» **Data for this exercise**
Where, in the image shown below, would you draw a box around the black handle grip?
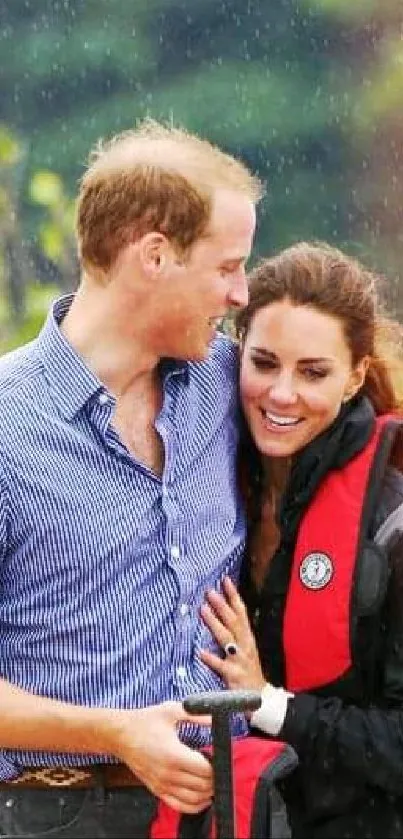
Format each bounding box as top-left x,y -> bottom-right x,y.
183,690 -> 262,714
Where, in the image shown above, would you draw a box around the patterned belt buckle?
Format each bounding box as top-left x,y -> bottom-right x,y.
8,766 -> 93,787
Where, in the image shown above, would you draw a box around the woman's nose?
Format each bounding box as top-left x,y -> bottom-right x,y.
269,376 -> 297,405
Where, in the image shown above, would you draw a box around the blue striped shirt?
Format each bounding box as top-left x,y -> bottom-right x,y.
0,298 -> 245,778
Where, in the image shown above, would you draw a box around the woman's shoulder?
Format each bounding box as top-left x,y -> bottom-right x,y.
374,466 -> 403,543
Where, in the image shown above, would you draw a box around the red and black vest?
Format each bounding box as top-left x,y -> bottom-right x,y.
282,416 -> 401,692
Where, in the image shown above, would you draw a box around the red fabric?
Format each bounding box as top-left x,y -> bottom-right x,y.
150,737 -> 285,839
283,416 -> 391,692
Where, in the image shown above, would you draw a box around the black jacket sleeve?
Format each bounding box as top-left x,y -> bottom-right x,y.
278,540 -> 403,795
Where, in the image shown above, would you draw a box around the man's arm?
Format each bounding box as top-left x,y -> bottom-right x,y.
0,679 -> 212,813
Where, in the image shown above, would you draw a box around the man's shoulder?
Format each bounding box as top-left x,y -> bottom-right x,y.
0,341 -> 40,408
190,332 -> 238,384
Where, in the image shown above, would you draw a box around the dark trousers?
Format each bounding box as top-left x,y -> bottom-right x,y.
0,786 -> 156,839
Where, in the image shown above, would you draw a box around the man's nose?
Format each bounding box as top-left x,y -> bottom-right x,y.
229,270 -> 249,309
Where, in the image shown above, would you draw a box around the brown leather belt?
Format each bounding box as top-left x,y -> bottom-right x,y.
0,763 -> 144,789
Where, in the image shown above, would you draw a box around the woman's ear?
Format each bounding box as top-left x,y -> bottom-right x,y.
343,355 -> 370,402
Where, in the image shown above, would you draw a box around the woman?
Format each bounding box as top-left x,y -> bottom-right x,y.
202,243 -> 403,839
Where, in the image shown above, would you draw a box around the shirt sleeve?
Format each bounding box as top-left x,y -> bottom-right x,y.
0,464 -> 9,561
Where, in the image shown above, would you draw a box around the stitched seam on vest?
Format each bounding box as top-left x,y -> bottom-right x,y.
374,502 -> 403,548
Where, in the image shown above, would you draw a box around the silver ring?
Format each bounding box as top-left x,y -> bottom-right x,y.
224,641 -> 239,655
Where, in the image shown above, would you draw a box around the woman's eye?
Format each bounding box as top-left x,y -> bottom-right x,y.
302,367 -> 327,381
251,356 -> 277,370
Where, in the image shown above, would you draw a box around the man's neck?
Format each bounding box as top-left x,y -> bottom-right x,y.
60,288 -> 160,399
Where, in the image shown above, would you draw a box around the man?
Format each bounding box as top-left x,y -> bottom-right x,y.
0,121 -> 260,837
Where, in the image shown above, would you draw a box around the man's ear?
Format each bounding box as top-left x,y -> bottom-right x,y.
137,232 -> 170,276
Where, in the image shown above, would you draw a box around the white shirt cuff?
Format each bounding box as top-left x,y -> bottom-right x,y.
250,683 -> 294,737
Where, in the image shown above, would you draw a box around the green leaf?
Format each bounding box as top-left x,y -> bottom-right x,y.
39,221 -> 64,262
0,125 -> 21,166
29,169 -> 63,207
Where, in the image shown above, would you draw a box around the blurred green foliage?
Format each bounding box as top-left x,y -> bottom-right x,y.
0,0 -> 403,351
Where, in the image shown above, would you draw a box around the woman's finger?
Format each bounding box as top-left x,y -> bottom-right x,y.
206,589 -> 242,637
199,650 -> 227,679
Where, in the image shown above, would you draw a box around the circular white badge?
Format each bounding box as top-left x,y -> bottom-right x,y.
299,551 -> 333,590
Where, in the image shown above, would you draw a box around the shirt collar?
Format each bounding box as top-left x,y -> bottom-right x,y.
37,294 -> 189,419
38,294 -> 104,419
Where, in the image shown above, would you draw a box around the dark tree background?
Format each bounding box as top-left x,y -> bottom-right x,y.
0,0 -> 403,346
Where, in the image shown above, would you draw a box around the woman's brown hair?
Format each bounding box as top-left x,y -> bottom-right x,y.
236,242 -> 403,414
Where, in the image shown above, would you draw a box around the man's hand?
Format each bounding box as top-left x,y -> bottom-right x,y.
109,702 -> 213,813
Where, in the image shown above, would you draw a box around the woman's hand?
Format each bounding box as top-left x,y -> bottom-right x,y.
200,577 -> 266,690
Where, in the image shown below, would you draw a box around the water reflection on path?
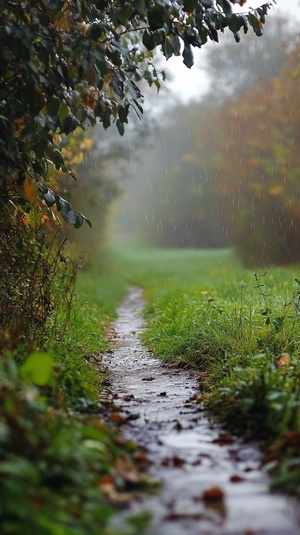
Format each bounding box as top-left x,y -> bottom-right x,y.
103,287 -> 300,535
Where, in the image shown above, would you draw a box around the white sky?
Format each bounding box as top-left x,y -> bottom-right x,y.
165,0 -> 300,102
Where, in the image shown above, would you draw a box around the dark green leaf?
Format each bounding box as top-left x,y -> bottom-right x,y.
182,43 -> 194,69
148,4 -> 167,30
183,0 -> 198,13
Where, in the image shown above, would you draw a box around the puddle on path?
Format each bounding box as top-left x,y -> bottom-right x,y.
103,287 -> 300,535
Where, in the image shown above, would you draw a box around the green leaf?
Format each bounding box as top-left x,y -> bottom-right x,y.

» **What the task asks**
Reproduce all of the records above, swapping "draw a box around" for "mark" everywhere it appears and keeping everything else the same. Leave out the pictures.

» **Output of the exercise**
Where, in the image shown below, would you mark the black handle grip?
Format each bounding box as top-left x,y -> bottom-right x,y.
183,690 -> 262,714
Where, in the image shown above, would you mark the patterned belt buckle?
Format each bounding box as top-left x,y -> bottom-right x,y.
8,766 -> 93,787
Where, in the image shown above, would you mark the woman's nose?
Format each bounding box as top-left x,y -> bottom-right x,y.
269,376 -> 297,405
Where, in the image shown above, would you mark the blue striped shirt?
Format each bounding box as top-left x,y -> bottom-right x,y.
0,298 -> 245,778
Where, in the image shown above, would you mark the woman's shoulder?
Format each bounding box as top-left x,y -> bottom-right x,y.
374,466 -> 403,543
Where, in the image shown above, would you mark the red and black vest?
Format each bounding box as top-left x,y -> bottom-right x,y.
282,416 -> 401,692
Where, in the image shown above, would you mark the red fabric?
Format each bounding box as top-left x,y -> bottom-right x,y.
150,737 -> 285,839
283,416 -> 391,692
Where, in the image shown above, would you mark the black jacket sleeve?
Format each bounding box as top-left x,y -> bottom-right x,y.
278,540 -> 403,795
Where, in the image shown above, would you mark the man's arm?
Format each bounding box as top-left x,y -> bottom-right x,y.
0,679 -> 212,813
Where, in the image shown above, would you mark the man's shoulder?
Format each bounding box as top-left x,y -> bottom-right x,y.
0,341 -> 40,408
190,332 -> 238,384
Where, in the image shown above, would you mark the dark trousers?
Format each bounding box as top-left x,y -> bottom-right x,y.
0,786 -> 156,839
Where, in the image shown above, would you mark the man's nose?
Format each bounding box as top-left x,y -> bottom-right x,y.
229,270 -> 249,309
Where, in the image shown above, would you mark the brown leather belt?
Format each bounding box as top-left x,y -> bottom-right x,y.
0,763 -> 144,789
Where, in the image shown above, would you mark the woman's ear?
Format each bounding box as top-left x,y -> bottom-right x,y.
343,355 -> 370,402
Where, in the image shown above, would you mark the woman?
Format each bounding box as top-left x,y -> bottom-right x,y.
202,243 -> 403,839
Where, in the image shown above, would you mark the shirt sleeve?
Format each bounding box as top-left x,y -> bottom-right x,y.
0,464 -> 9,561
Where, in the image shown above, would you mark the stitched seam on vest?
Format each bounding box as top-left x,y -> bottom-right x,y.
374,502 -> 403,548
Where, in the image shown above, would you mark the silver ring?
Format each bounding box as top-left x,y -> bottom-right x,y.
224,641 -> 239,655
Where, in the image shown above, would you mark the woman's eye?
Format each bounding box as top-left x,y -> bottom-right x,y.
302,367 -> 327,381
251,356 -> 277,370
Where, in the image shown above, would you mark the man's neck?
Format each bounding box as top-left x,y -> bottom-right x,y.
60,288 -> 160,399
Where, in the image shown above, would you mark the man?
Format each bounding box as top-left x,y -> bottom-right x,y.
0,121 -> 260,837
Where, in the image shown above, would you mark the man's ear?
Format each bounding box as top-left x,y -> bottom-right x,y.
137,232 -> 170,276
Where, in the image shown above, would you mark the white shirt cuff?
Format each bounding box as top-left x,y -> bottom-right x,y.
250,683 -> 294,737
Where, in the image shown above, would you mark the green leaf?
Format each bounding box as top-left x,y -> bottom-right x,y.
39,221 -> 64,262
0,125 -> 21,166
29,169 -> 63,207
Where, in the image shown above, would you mark the blurred green foliage?
Format each bounding box as top-left x,y -> bottom-right x,y.
0,0 -> 403,351
Where, in the image shown above, would you mark the woman's finger?
Format each bounding box as top-left x,y -> bottom-right x,y.
206,589 -> 242,637
199,650 -> 227,679
Where, in the image shown above, would you mark the circular white badge?
Format each bounding box as top-left x,y -> bottom-right x,y.
299,551 -> 333,590
Where, in the image shown above, would you mark the shirt collar?
Format each bounding box as top-left x,y -> bottom-right x,y.
37,294 -> 189,419
38,294 -> 104,419
Where, in the image shown above, would you mark the dark tree background?
Format each bounding box as top-left x,y -> bottom-right x,y.
0,0 -> 403,346
Where, in the image shown above, would you mark the woman's brown hair?
Format each bounding box as top-left x,y -> bottom-right x,y.
236,242 -> 403,414
Where, in the image shown above, would you mark the man's hand?
Format each bounding box as top-left x,y -> bottom-right x,y.
109,702 -> 213,813
Where, in the image shown above, would you mark the woman's hand?
Format each bounding box as top-left x,y -> bottom-right x,y.
200,577 -> 266,690
Where, in the image shown below, would you mark the water reflection on path?
Format each bounding box as top-left x,y -> bottom-right x,y.
103,287 -> 300,535
Where, in the image shown above, would you mark the white sky?
Format each bounding box as top-left x,y -> bottom-right x,y.
165,0 -> 300,102
Where, in the image shown above, would you mark the dark green leaf?
Format each bounding box as top-left x,y -> bottom-right x,y.
182,43 -> 194,69
148,4 -> 167,30
183,0 -> 198,13
Where, in the image shown above, would you mark the puddle on path?
Format each bounding box as top-left x,y -> bottom-right x,y.
103,287 -> 300,535
Where, in the image shown above, would you mark the green leaf?
Format each bounding box as top-left x,y -> bottom-right x,y.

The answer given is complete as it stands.